[Pointing data excerpts]
--- START ---

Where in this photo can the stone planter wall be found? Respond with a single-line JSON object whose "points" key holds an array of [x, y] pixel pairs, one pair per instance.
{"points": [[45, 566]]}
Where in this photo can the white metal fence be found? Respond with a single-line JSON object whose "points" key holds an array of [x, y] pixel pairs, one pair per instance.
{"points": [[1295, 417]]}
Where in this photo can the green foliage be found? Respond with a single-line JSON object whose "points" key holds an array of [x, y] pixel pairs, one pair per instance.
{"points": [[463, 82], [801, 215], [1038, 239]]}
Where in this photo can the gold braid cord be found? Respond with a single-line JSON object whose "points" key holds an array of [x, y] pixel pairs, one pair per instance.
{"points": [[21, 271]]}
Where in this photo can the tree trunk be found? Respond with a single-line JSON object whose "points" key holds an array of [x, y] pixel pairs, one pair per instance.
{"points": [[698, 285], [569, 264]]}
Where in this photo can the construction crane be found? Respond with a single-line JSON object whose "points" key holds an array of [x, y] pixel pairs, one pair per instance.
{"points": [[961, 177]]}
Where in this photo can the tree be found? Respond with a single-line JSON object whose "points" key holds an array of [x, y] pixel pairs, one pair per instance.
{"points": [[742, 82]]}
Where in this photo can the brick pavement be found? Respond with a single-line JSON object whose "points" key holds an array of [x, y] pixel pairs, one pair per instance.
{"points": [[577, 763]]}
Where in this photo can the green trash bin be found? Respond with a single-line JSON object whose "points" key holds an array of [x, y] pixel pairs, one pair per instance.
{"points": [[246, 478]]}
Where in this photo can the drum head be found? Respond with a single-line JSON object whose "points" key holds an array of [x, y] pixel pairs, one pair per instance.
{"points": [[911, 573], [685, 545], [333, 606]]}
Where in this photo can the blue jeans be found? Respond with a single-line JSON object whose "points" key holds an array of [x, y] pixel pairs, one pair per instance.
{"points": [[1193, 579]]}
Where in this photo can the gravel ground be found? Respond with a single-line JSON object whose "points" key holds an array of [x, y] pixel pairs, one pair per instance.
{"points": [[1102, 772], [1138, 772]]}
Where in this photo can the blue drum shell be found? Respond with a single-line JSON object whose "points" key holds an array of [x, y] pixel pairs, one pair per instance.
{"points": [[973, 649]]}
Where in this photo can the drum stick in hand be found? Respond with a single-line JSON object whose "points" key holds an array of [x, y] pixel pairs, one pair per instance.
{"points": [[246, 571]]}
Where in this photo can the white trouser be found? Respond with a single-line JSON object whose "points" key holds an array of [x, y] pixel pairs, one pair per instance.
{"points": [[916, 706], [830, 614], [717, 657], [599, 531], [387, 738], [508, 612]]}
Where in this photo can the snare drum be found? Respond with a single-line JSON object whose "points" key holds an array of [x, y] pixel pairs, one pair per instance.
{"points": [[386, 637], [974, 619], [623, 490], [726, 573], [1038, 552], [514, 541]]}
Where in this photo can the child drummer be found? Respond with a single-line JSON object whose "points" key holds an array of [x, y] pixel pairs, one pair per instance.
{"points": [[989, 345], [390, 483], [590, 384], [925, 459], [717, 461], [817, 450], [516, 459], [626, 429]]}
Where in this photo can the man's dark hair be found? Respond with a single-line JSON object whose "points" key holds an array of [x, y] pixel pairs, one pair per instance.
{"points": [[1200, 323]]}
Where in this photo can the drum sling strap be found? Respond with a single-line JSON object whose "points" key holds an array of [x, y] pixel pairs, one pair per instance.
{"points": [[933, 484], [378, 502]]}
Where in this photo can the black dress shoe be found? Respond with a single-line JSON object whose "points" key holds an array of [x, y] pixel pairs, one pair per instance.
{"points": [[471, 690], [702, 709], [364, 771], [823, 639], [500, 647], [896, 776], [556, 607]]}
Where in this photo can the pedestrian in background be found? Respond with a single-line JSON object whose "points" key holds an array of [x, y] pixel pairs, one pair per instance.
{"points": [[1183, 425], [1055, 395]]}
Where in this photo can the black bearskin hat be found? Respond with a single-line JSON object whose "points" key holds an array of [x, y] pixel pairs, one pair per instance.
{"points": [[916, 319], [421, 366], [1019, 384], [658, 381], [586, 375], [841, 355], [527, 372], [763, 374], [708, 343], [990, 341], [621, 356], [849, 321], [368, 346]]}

--- END ---

* [TASK TO CARRY OUT]:
Reproduce the listing above verbatim, keeping every line in its original order.

* [RESULT BELOW]:
Where in this photo can the stone planter wall be found? Respond with a single-line JSON object whose "points" key holds an array of [x, y] pixel pairs, one pair per instance.
{"points": [[45, 566]]}
Where in this photo can the white metal fence be found? Respond with a single-line JSON object whose "points" key holds an array of [x, y] pixel pairs, one pair per instance.
{"points": [[1295, 417]]}
Where in this photo can the green foliage be found? Respond with a single-line JSON object whose "points" key holds an array of [x, y] pixel pairs, one pair per instance.
{"points": [[463, 82], [801, 215], [1038, 239]]}
Where in this photo can the gold braid cord be found? Respond with a single-line JSON object whose "points" key holds an array of [x, y] pixel pairs, one pair per instance.
{"points": [[21, 271]]}
Where in this photo can the tree trunk be found? Respond with a single-line JSON object whose "points" key holds an array of [x, y] pixel pairs, one pair per instance.
{"points": [[698, 285], [569, 264]]}
Where in this photo can the construction crane be found? Respond with a single-line JSON object whose "points" key holds an array of [x, y] pixel pairs, one pair per instance.
{"points": [[961, 177]]}
Where in this photo can the tree be found? Respond with a single-line JSON object whose "points" key holds an array of [x, y] pixel pairs, one pair per instance.
{"points": [[742, 82]]}
Where in this photo can the brick pavement be found? Respond with a single-line JSON object whose "points" key holds an array of [x, y] pixel pairs, one pair per instance.
{"points": [[577, 763]]}
Where in this photo can the green trash bin be found? Respond with a single-line JSON object whose "points" key holds an array of [x, y] pixel pairs, one pair per instance.
{"points": [[246, 478]]}
Where in this photo can the drum head be found? Respond with a single-line JSON object whose "points" key holds an array of [x, y] pixel pairs, one pair per instance.
{"points": [[911, 573], [685, 545], [333, 606]]}
Where in this photo can the blue jeans be found? Respond with a single-line JSON object whose "points" key holds an array of [x, y] pixel pairs, one pair per instance.
{"points": [[1193, 579]]}
Where in this photo can the gravel ground be found? Respond with a single-line JSON object whose "points" key holds an array of [x, y] pixel pairs, one pair per instance.
{"points": [[1102, 772], [1138, 772]]}
Where in this photo can the blue drum shell be found? Respond with a single-line JSON object whose "points" key holds an array of [x, y] pixel pairs, one pair per instance.
{"points": [[973, 649]]}
Where in this photo can the drum stick in hand be found? Respond with a single-line JSON object whose "points" key holds an array of [x, y] pixel pairs, one pair per instance.
{"points": [[246, 571]]}
Where in this photo can the white trouser be found? Respond with a single-line JSON object whose "points" key holds an array of [x, y] pixel pairs, one pair per instance.
{"points": [[916, 706], [830, 614], [717, 657], [599, 531], [387, 738], [508, 612]]}
Where in this photo can the snare drum be found? Respond with a single-line JSON object whose "points" key holds an array of [x, y] pixel pairs, one pair per instance.
{"points": [[386, 637], [974, 619], [623, 490], [726, 573], [1038, 552], [514, 541]]}
Where in this photo can the child drummer be found? Respond with a single-line JSON object whose "points" key holds an array of [x, y] pixel pairs, one pair per instance.
{"points": [[989, 345], [390, 483], [590, 384], [925, 459], [717, 461], [817, 450], [516, 459], [626, 429]]}
Where in this photo can the man's dark hair be found? Respond with a single-line JSON object whose "points" key holds an array of [x, y] pixel pairs, one pair per instance.
{"points": [[1200, 323]]}
Where in this photo can the drum sling strap be found? Respond with a single-line JSON object whose "points" key holds an array of [x, y] pixel pairs, one pair per instance.
{"points": [[933, 484], [378, 502]]}
Where in this photo can the black dress shoe be found? Respond with a single-line JSON object whose "points" key holds an array of [x, y] pixel pairs, one pair per instance.
{"points": [[471, 690], [702, 709], [364, 771], [823, 639], [500, 647], [896, 776], [556, 607]]}
Where in this photo can the pedestrian in background be found? Respond with a single-line JSON object whose "points" key holds an array of [x, y] pixel pairs, one pair per instance.
{"points": [[1183, 425], [1055, 395]]}
Where in this photo can the black bearskin hat be found? Respond with a single-line JSON object whose "points" key holds an array of [x, y] pixel pairs, one pair per instance.
{"points": [[916, 319], [421, 366], [1019, 384], [658, 381], [586, 375], [841, 355], [527, 372], [763, 374], [708, 343], [990, 341], [621, 356], [849, 321], [368, 346]]}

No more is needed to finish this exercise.